• _Excerpt to read_:
============

Shemekia Copeland: New York, NY, January 18, 2013

Mike Perciaccante By

Sign in to view read count
Shemekia Copeland
The Iridium
New York, NY
January 18, 2013

Shemekia Copeland has a big voice. She sings with a passion and can fill a room with her beautiful tones without the benefit of amplification. Touring behind 33 1/3 (Telarc, 2012), Copeland did just that during her early show at New York's sold-out Iridium nightclub by strolling between the tables while singing an impassioned version of her father's (the late blues guitarist Johnny "Clyde" Copeland) "Ghetto Child." As she walked through the crowd an older woman said, "Sing the song baby." Copeland stopped, smiled and simply said, "Hey, mama!" With that the audience erupted in applause and she continued her traverse through the crowd and was again back at center stage when she finished the song.

The high-energy performance that led up to that point began with Buddy and Julie Miller's swamp blues on "Dirty Water," the funky "Givin' Up You" from The Soul Truth (Alligator Records, 2005), the socially conscious ode to the American dream "Lemon Pie," from 33 1/3, which she introduced by stating that she "spent all of my lunch money on vinyl records. I know what you're thinking—'oh no you didn't.' Well I did. I just got guys to buy my lunch. So I guess you could say that this CD is a tribute to the old albums that I grew up with. It's called 33 1/3 and so am I."

During Copeland's slow-burning Etta James-like vocals on JJ Grey's "A Woman," the audience was so still and that it could best be described in idiomatic terms: you could have heard a pin drop. Copeland then changed both the tempo and the mood with "Big Lovin' Woman," from her 1998 debut, Turn The Heat Up (Alligator Records). Next up was the twelve-bar blues of "Ain't Gonna Be Your Tattoo," a tale about a woman getting out of an abusive relationship, on which Copeland appeared to be channeling Billie Holiday.

============

• _Information provided_:
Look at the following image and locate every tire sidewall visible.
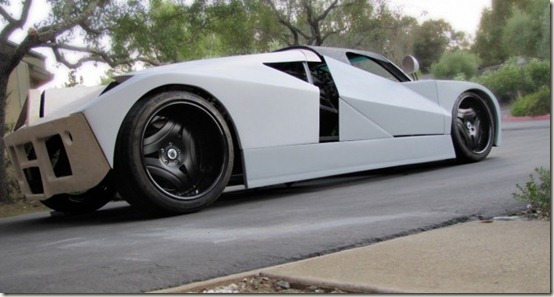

============

• _Problems_:
A. In the concert review, which song did Copeland sing while walking among the tables?
B. Using the concert review, explain why Copeland calls the CD 33 1/3 a tribute.
C. Continue the concert review past its final sentence.

• _The replies_:
A. She sang "Ghetto Child," a song by her late father, blues guitarist Johnny "Clyde" Copeland.

B. Copeland says she spent all of her lunch money on vinyl records when she was young. The CD is her tribute to the old albums she grew up with.

C.
The midpoint of the stellar blues, R&B, funk and gospel/soul performance featured the rave-up "Pie In The Sky" from 2002's Talking to Strangers (Alligator Records), followed by the funk-rocker "Born A Penny" from Copeland's 2009 Telarc debut, Never Going Back. It was at this point that the singer dedicated "Ghetto Child" to her father, starting the song and beginning her tour through the club. After returning to the stage Copeland sang "Mississippi Mud" and introduced her band: rhythm guitarist Willie Scandlyn; bassist Kevin Jenkins; drummer Morris Roberts; and lead guitarist Arthur Neilson.

As the show reached its homestretch, Copeland led the band through a version of "A Big Brand New Religion," with its staccato guitar, minor chords, New Orleans shuffle and "stand up and testify" lyrics. Copeland and the band then stepped out from behind the microphone stands and instruments, waved to the audience and left the stage.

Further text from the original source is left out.